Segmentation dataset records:
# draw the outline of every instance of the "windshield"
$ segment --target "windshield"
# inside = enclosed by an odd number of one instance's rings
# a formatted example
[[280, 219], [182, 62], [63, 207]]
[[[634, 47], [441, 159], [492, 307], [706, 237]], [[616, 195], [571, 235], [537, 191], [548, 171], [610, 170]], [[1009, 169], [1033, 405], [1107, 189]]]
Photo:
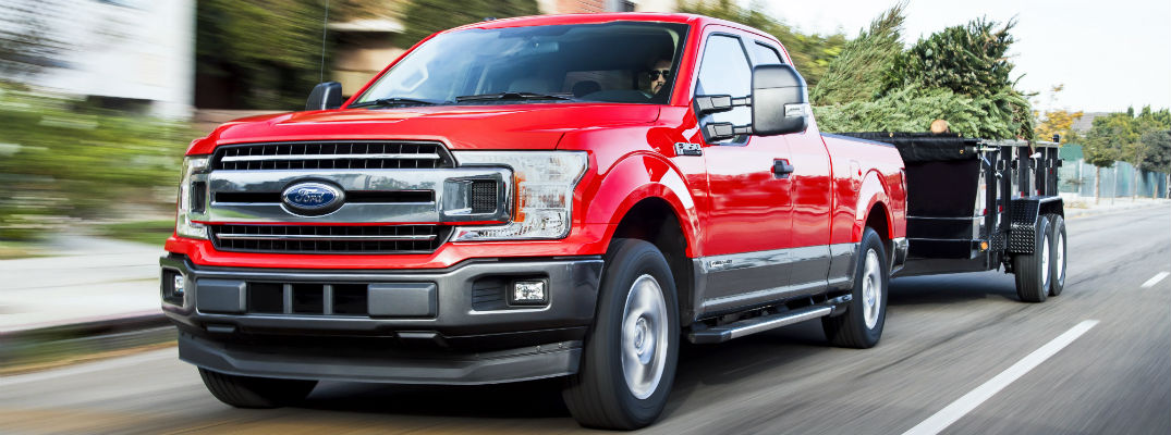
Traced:
[[686, 25], [618, 21], [436, 36], [351, 106], [594, 101], [665, 104]]

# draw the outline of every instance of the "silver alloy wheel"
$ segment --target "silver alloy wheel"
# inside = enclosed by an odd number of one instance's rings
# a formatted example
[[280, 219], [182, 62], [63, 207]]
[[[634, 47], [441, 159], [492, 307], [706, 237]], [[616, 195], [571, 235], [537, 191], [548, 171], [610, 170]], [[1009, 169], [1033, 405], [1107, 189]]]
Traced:
[[666, 367], [666, 302], [653, 276], [643, 275], [630, 285], [622, 309], [622, 375], [639, 400], [658, 389]]
[[882, 308], [882, 270], [878, 253], [867, 250], [867, 260], [862, 271], [862, 318], [867, 329], [872, 330], [878, 324], [878, 310]]
[[1057, 276], [1054, 276], [1053, 278], [1057, 279], [1057, 282], [1064, 283], [1064, 281], [1066, 281], [1066, 235], [1064, 234], [1057, 233], [1057, 248], [1056, 248], [1056, 251], [1053, 253], [1053, 255], [1056, 256], [1056, 258], [1054, 258], [1053, 261], [1057, 262], [1057, 264], [1056, 264], [1057, 265]]
[[[1049, 235], [1041, 240], [1041, 285], [1049, 283]], [[1049, 291], [1046, 288], [1045, 291]]]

DIRECTIONS FOR THIS TASK
Format the records from their start through the line containing "101], [665, 104]]" as a Markdown table with the columns Row and Line, skipping blank lines. Leave the picture out of the table.

TASK RESPONSE
| Row | Line |
|---|---|
| 1 | # draw the outline of every instance of the "windshield" |
| 2 | $ segment --target "windshield" |
| 3 | # inside = enclosed by an odd number of one instance's rings |
| 4 | # a formatted example |
| 5 | [[280, 219], [182, 62], [63, 207]] |
| 6 | [[[634, 47], [441, 159], [492, 307], [706, 237]], [[616, 195], [571, 235], [537, 191], [548, 171], [610, 170]], [[1009, 169], [1033, 405], [1107, 189]]] |
| 7 | Photo: |
| 8 | Traced: |
| 9 | [[686, 25], [618, 21], [436, 36], [351, 106], [594, 101], [665, 104]] |